## Requirements
**1)** Reproduce the passage of the SageMaker walkthrough starting at "Hi! I'm DeepSeek-R1, an artificial" and ending at "provide effective assistance.", substituting "useful" for "effective".
**2)** In the SageMaker walkthrough, which method is called on the runtime client to invoke the endpoint in stream mode?

## Page
* START *
You can invoke your model with SageMaker runtime.

In [14]:
messages = [{
        "role": "user",
        "content": "Hi, who are you?"
}]

### 4.1 Message api non-stream mode

In [15]:
sagemaker_runtime = boto3.client('runtime.sagemaker')

payload = {
    "messages": messages,
    "max_tokens": 1024,
    "stream": False
}
response = sagemaker_runtime.invoke_endpoint(
    EndpointName=endpoint_name,
    ContentType='application/json',
    Body=json.dumps(payload)
)

print(json.loads(response['Body'].read())["choices"][0]["message"]["content"])

<think>

</think>

Hi! I'm DeepSeek-R1, an AI assistant from DeepSeek. I'm glad to interact with you!


### 4.2 Message api stream mode

In [16]:
payload = {
    "messages": messages,
    "max_tokens": 1024,
    "stream": True
}

response = sagemaker_runtime.invoke_endpoint_with_response_stream(
    EndpointName=endpoint_name,
    ContentType='application/json',
    Body=json.dumps(payload)
)

buffer = ""
for t in response['Body']:
    buffer += t["PayloadPart"]["Bytes"].decode()
    last_idx = 0
    for match in re.finditer(r'^data:\s*(.+?)(\n\n)', buffer):
        try:
            data = json.loads(match.group(1).strip())
            last_idx = match.span()[1]
            print(data["choices"][0]["delta"]["content"], end="")
        except (json.JSONDecodeError, KeyError, IndexError) as e:
            pass
    buffer = buffer[last_idx:]
print()

<think>

</think>

Hi! I'm DeepSeek-R1, an AI assistant from DeepSeek. I'm at your service.


### 4.3 Completion api non-stream mode

In [17]:
from transformers import AutoTokenizer
hf_model_id = "deepseek-ai/DeepSeek-R1"
tokenizer = AutoTokenizer.from_pretrained(hf_model_id, trust_remote_code=True)

prompt = tokenizer.apply_chat_template(messages, add_generation_prompt=True, tokenize=False)

payload = {
    "prompt": prompt,
    "max_tokens": 1024,
    "stream": False
}

response = sagemaker_runtime.invoke_endpoint(
    EndpointName=endpoint_name,
    ContentType='application/json',
    Body=json.dumps(payload)
)

print(json.loads(response['Body'].read())["choices"][0]["text"])

<think>

</think>

Hi! I'm DeepSeek-R1, an artificial intelligence assistant created by DeepSeek. I'm at your disposal. Feel free to ask me anything, and I'll do my best to provide effective assistance.


### 4.4 Completion api stream mode

In [18]:
payload = {
    "prompt": prompt,
    "max_tokens": 1024,
    "stream": True
}

response = sagemaker_runtime.invoke_endpoint_with_response_stream(
    EndpointName=endpoint_name,
    ContentType='application/json',
    Body=json.dumps(payload)
* END *
## Recorded data
* START *
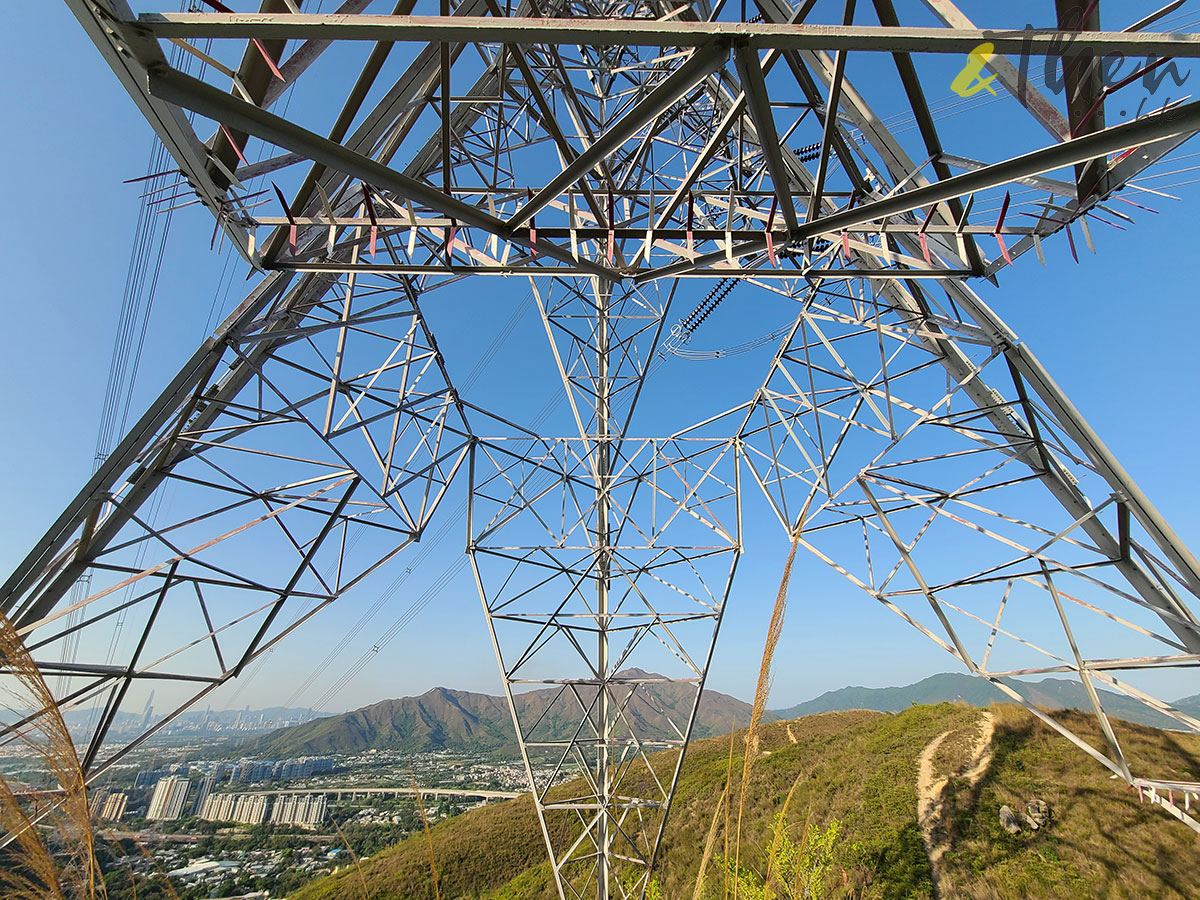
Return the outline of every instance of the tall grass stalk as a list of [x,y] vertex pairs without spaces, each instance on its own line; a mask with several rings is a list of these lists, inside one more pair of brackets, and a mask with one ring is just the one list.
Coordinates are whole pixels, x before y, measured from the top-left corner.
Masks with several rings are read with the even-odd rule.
* END *
## Solutions to the exercise
**1)**
Hi! I'm DeepSeek-R1, an artificial intelligence assistant created by DeepSeek. I'm at your disposal. Feel free to ask me anything, and I'll do my best to provide useful assistance.

**2)** invoke_endpoint_with_response_stream